> **What to produce**:
Show each line in the items below that contains the word "pillow", copying the lines in the order they appear.

[Location annotation dataset excerpts]
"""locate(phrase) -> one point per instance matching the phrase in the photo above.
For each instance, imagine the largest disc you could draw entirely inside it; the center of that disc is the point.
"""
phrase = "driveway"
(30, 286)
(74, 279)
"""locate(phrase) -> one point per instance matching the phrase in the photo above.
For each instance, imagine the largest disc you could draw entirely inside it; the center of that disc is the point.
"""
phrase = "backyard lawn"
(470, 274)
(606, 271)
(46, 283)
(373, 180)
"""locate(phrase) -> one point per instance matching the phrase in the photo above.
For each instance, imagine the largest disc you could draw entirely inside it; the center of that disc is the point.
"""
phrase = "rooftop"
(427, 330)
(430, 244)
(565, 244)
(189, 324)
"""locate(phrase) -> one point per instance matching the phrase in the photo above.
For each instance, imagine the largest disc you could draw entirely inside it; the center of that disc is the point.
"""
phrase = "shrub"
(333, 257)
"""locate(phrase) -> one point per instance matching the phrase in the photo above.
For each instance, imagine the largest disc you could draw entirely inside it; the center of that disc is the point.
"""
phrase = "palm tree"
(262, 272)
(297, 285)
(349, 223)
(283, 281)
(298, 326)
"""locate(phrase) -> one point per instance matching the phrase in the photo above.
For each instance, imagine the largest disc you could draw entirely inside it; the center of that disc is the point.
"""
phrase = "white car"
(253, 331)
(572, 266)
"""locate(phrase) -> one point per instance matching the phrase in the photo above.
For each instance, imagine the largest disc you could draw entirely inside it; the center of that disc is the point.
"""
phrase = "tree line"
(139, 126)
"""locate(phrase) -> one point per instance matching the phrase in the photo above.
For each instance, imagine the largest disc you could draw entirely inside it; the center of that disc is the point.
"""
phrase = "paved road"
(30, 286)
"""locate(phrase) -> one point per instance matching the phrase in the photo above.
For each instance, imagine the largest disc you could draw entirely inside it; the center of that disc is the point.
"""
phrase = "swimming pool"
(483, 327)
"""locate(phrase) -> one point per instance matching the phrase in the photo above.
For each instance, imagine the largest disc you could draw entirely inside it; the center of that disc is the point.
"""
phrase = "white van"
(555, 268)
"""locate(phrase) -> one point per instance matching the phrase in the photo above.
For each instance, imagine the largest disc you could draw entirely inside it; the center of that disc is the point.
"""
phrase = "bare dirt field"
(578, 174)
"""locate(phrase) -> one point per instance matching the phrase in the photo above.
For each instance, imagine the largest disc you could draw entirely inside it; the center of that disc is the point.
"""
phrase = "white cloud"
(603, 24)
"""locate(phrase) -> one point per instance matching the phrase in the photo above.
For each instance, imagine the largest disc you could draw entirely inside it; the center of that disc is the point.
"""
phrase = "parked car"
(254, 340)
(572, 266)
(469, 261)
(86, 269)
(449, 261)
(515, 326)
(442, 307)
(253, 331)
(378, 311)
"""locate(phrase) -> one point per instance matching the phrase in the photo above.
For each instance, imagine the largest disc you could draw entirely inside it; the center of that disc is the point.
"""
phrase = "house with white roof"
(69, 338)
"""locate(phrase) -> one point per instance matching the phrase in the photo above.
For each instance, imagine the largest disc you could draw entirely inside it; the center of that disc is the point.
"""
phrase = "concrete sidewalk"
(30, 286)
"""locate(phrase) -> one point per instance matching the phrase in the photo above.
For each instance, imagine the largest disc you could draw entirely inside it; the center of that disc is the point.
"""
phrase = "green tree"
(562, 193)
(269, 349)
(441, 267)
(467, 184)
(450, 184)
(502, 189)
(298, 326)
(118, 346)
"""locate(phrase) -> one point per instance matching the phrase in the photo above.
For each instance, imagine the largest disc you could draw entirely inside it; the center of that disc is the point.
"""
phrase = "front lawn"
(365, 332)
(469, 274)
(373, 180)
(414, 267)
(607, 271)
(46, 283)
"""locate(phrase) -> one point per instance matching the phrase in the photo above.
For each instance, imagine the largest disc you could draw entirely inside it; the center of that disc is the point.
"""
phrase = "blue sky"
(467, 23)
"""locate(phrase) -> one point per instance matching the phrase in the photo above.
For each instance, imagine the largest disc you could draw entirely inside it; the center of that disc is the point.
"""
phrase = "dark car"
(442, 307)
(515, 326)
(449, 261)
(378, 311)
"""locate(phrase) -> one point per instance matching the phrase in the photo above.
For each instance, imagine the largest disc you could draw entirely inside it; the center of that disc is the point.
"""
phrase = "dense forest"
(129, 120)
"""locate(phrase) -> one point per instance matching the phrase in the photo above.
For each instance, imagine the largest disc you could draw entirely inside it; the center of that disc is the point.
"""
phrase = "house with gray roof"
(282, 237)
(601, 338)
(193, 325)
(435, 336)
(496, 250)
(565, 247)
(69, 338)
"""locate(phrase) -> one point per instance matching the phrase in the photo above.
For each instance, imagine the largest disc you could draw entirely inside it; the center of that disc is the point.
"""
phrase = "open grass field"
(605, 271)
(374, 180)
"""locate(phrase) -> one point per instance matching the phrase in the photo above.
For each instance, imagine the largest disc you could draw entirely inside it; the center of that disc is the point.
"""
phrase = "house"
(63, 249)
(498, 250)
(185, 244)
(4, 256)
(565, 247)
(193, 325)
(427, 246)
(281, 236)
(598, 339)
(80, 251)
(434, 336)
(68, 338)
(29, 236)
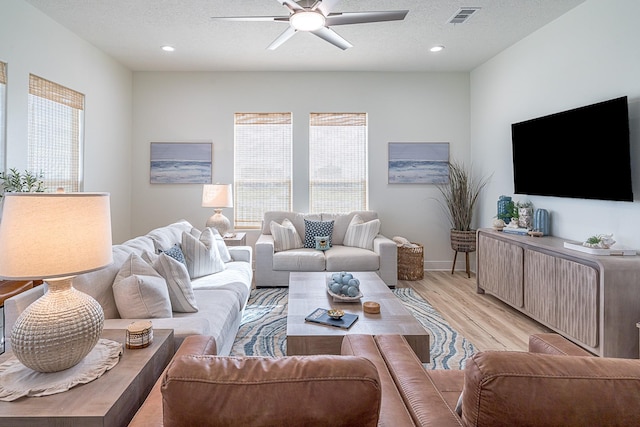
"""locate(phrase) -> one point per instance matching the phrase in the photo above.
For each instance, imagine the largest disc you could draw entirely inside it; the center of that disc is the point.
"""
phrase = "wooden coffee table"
(111, 400)
(307, 291)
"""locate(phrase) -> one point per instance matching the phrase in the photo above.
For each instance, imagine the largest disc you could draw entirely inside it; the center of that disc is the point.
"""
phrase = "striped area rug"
(264, 328)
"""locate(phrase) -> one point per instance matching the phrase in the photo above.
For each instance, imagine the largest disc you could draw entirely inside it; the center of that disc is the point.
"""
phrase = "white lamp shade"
(217, 196)
(52, 235)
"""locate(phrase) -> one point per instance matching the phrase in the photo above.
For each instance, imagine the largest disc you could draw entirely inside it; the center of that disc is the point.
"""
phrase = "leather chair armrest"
(555, 344)
(150, 413)
(257, 391)
(505, 388)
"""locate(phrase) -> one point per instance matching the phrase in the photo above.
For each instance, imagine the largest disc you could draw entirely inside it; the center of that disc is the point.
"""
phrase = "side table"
(111, 400)
(238, 239)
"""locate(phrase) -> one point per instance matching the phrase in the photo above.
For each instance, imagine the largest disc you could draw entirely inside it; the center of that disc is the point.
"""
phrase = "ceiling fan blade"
(286, 35)
(252, 18)
(364, 17)
(332, 37)
(326, 6)
(291, 5)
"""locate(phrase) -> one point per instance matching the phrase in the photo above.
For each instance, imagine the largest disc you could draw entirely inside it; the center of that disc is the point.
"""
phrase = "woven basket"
(463, 241)
(411, 262)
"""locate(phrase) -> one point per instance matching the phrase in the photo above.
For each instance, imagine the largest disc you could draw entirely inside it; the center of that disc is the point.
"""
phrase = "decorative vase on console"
(541, 221)
(504, 209)
(525, 215)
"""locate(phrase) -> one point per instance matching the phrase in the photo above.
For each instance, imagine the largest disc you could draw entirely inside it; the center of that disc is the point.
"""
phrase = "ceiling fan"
(316, 16)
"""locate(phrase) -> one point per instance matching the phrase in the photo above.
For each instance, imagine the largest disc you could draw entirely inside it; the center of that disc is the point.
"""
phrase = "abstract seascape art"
(418, 162)
(181, 163)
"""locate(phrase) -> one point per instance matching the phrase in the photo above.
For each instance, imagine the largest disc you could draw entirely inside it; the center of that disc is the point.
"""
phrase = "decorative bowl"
(335, 313)
(341, 297)
(344, 298)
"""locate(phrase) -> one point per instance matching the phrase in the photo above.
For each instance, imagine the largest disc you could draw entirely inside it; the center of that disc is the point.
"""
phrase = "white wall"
(588, 55)
(402, 107)
(30, 42)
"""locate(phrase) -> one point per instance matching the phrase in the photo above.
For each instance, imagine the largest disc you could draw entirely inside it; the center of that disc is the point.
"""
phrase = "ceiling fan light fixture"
(307, 20)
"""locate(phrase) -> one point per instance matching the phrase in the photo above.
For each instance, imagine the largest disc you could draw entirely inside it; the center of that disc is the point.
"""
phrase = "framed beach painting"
(181, 162)
(418, 162)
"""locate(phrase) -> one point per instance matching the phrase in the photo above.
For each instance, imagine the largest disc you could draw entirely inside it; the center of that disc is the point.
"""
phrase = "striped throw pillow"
(361, 234)
(285, 236)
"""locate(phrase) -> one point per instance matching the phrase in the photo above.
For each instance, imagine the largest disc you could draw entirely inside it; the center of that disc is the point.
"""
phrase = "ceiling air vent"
(463, 15)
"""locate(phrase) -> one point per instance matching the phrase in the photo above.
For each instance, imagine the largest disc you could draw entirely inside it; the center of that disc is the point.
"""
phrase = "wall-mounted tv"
(580, 153)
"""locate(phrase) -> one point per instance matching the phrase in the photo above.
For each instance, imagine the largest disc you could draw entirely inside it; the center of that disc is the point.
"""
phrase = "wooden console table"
(111, 400)
(592, 300)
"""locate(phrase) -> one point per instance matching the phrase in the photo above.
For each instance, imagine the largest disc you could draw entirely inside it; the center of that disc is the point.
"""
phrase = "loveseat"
(148, 279)
(291, 241)
(556, 383)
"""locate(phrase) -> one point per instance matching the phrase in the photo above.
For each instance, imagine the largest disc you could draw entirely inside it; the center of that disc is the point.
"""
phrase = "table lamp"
(218, 196)
(55, 236)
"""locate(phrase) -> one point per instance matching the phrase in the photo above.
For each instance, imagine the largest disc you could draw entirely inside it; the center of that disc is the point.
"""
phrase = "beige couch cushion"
(285, 236)
(299, 260)
(140, 292)
(178, 282)
(360, 233)
(346, 258)
(201, 252)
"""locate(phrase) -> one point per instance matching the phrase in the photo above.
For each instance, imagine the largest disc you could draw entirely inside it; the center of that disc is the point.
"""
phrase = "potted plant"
(16, 182)
(459, 197)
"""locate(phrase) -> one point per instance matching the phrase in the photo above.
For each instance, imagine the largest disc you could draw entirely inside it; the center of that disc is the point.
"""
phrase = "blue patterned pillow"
(316, 228)
(175, 252)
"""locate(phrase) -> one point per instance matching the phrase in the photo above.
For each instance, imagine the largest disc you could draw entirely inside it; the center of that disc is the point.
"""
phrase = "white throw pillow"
(176, 275)
(361, 234)
(285, 236)
(201, 252)
(140, 292)
(222, 246)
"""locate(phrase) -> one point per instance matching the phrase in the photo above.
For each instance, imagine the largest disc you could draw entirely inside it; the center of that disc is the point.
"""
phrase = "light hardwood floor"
(484, 320)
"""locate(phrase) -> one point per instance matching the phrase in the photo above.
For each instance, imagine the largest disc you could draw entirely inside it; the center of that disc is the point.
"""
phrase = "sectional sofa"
(189, 299)
(288, 243)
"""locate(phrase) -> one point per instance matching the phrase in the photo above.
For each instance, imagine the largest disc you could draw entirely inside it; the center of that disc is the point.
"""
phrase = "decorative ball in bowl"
(335, 314)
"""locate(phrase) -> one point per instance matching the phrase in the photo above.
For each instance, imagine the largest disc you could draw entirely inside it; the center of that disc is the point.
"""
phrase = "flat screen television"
(580, 153)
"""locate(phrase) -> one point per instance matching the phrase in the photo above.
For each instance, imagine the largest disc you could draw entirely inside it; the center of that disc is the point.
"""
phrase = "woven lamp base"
(58, 330)
(219, 222)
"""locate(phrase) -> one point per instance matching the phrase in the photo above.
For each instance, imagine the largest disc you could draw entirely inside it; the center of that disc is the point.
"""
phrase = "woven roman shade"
(3, 112)
(338, 162)
(56, 115)
(262, 166)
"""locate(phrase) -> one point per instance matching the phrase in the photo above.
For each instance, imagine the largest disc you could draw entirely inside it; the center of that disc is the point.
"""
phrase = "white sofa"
(220, 297)
(273, 267)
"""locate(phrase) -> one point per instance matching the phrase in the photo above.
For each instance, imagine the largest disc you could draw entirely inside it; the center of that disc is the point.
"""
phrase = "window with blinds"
(3, 113)
(262, 166)
(338, 162)
(56, 119)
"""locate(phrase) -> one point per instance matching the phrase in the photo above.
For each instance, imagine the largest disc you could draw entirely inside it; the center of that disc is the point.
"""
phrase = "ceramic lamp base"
(58, 330)
(219, 222)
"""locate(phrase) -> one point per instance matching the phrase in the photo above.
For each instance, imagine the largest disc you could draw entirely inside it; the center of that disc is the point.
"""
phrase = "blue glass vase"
(503, 209)
(541, 221)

> **Reply to the exercise**:
phrase = "striped throw pillow"
phrase = "blue patterned pillow"
phrase = "white throw pillow"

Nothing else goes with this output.